[[ DATA SHOWN, beginning ]]

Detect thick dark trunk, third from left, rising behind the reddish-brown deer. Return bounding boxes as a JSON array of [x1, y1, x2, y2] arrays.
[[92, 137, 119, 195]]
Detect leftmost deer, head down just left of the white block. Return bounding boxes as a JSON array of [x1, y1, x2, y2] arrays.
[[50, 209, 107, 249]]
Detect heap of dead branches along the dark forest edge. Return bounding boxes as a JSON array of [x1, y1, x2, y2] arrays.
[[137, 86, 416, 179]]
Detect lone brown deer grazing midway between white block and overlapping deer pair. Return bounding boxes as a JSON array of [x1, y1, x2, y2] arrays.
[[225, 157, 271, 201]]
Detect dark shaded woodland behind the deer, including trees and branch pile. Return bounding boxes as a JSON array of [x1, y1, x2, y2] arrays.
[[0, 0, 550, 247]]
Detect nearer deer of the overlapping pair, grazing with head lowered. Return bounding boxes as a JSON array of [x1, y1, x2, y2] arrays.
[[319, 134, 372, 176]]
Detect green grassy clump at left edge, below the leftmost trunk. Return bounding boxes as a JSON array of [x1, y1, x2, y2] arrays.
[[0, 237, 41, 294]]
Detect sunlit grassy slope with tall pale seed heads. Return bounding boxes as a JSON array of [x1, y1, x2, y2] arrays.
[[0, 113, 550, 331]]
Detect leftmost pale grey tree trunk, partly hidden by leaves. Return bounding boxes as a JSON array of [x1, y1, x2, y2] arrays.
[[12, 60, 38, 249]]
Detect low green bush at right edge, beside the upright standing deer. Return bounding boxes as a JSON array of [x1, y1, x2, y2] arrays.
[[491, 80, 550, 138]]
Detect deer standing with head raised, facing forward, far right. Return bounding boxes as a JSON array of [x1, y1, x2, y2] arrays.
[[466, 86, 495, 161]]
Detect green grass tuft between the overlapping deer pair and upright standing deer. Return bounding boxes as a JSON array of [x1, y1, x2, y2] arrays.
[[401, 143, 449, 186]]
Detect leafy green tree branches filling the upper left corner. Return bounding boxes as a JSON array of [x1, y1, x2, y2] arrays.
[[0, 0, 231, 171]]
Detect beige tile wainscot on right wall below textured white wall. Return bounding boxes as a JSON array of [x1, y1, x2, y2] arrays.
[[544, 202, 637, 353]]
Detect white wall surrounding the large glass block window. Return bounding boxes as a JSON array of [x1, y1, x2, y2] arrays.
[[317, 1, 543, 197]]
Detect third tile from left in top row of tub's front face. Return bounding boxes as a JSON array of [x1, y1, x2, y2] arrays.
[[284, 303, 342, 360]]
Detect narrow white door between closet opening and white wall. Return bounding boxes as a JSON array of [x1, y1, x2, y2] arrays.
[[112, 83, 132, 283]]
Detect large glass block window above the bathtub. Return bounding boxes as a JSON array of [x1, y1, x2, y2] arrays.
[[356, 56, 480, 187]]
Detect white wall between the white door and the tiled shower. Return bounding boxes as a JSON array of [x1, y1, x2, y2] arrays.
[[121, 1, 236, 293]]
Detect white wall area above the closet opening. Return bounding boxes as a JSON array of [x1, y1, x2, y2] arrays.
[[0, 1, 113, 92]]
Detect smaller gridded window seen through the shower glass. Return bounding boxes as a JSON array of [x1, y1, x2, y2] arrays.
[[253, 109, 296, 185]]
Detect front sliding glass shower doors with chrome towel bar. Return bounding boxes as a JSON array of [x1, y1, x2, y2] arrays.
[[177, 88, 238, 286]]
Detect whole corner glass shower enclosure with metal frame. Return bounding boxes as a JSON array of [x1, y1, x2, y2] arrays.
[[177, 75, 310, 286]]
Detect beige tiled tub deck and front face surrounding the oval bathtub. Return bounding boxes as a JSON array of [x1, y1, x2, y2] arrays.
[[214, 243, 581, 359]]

[[ DATA SHOWN, end ]]

* _TO DO_
What you return must match the entries exactly, word for word.

* _YOUR RESPONSE_
Detect thick dark trunk, third from left, rising behind the reddish-brown deer. Return bounding boxes as a JSON array of [x1, y1, x2, y2] arrays.
[[92, 137, 119, 195]]
Detect leftmost deer, head down just left of the white block. Return bounding boxes as a JSON array of [x1, y1, x2, y2] arrays.
[[50, 209, 107, 249]]
Detect heap of dead branches along the dark forest edge. Return bounding boxes as a JSON array of [x1, y1, x2, y2] arrays.
[[137, 86, 416, 179]]
Detect lone brown deer grazing midway between white block and overlapping deer pair. Return bounding boxes as a JSON array of [x1, y1, x2, y2] arrays.
[[225, 157, 271, 201]]
Detect dark shaded woodland behind the deer, including trees and branch pile. Return bounding boxes as a JSON array of [x1, y1, x2, y2] arrays.
[[0, 0, 550, 247]]
Detect nearer deer of the overlapping pair, grazing with head lowered. Return bounding boxes as a JSON array of [x1, y1, x2, y2] arrays.
[[319, 134, 372, 176]]
Detect green grassy clump at left edge, below the leftmost trunk. Return bounding boxes as a JSON array of [x1, y1, x2, y2] arrays.
[[0, 237, 41, 294]]
Detect sunlit grassy slope with tall pale seed heads. Return bounding boxes as a JSON array of [x1, y1, x2, y2] arrays.
[[0, 113, 550, 331]]
Detect leftmost pale grey tree trunk, partly hidden by leaves. Return bounding boxes as a JSON array of [x1, y1, x2, y2] arrays.
[[12, 60, 38, 249]]
Detect low green bush at right edge, beside the upright standing deer. Return bounding boxes as a JSON array of [x1, y1, x2, y2] arrays.
[[491, 80, 550, 138]]
Detect deer standing with head raised, facing forward, far right. Return bounding boxes as a JSON array of [x1, y1, x2, y2] arrays.
[[466, 86, 495, 161]]
Detect green grass tuft between the overlapping deer pair and upright standing deer. Return bounding boxes as a JSON array of [x1, y1, x2, y2] arrays.
[[401, 143, 449, 186]]
Detect leafy green tree branches filling the upper left corner. Return bounding boxes as a JSON array of [x1, y1, x2, y2] arrays.
[[0, 0, 231, 171]]
Detect beige tile wainscot on right wall below textured white wall. Return bounding boxes as a JSON array of [x1, y1, x2, y2] arrays.
[[544, 202, 637, 353]]
Detect white wall surrounding the large glass block window. Return bounding boxes as a JSON array of [x1, y1, x2, y2] arrays.
[[317, 1, 543, 197]]
Detect third tile from left in top row of tub's front face. Return bounding boxes as a JSON array of [x1, y1, x2, y2] arrays.
[[284, 303, 342, 360]]
Detect narrow white door between closet opening and white wall. Return bounding boxes as a JSON array of [x1, y1, x2, y2] arrays.
[[112, 83, 132, 283]]
Detect large glass block window above the bathtub. Return bounding boxes as a JSON array of [x1, y1, x2, y2] arrays.
[[356, 56, 480, 187]]
Detect white wall between the white door and the tiled shower. Return bounding boxes as a JSON array of [x1, y1, x2, y2] arrays.
[[121, 1, 236, 293]]
Detect white wall area above the closet opening. Return bounding boxes as a JSON array of [x1, y1, x2, y2] arrays.
[[0, 1, 113, 92]]
Detect smaller gridded window seen through the shower glass. Return bounding boxes as a JSON array of [x1, y1, x2, y2] arrays.
[[253, 109, 296, 185]]
Detect front sliding glass shower doors with chrome towel bar. Return bounding boxes as a JSON array of [x1, y1, x2, y2] arrays.
[[177, 88, 238, 286]]
Detect whole corner glass shower enclosure with metal frame. Return bounding boxes as a JSON array of [x1, y1, x2, y2] arrays.
[[177, 75, 310, 286]]
Detect beige tiled tub deck and front face surrounding the oval bathtub. Return bounding boxes as a JSON array of [x1, y1, x2, y2] arrays.
[[214, 243, 581, 359]]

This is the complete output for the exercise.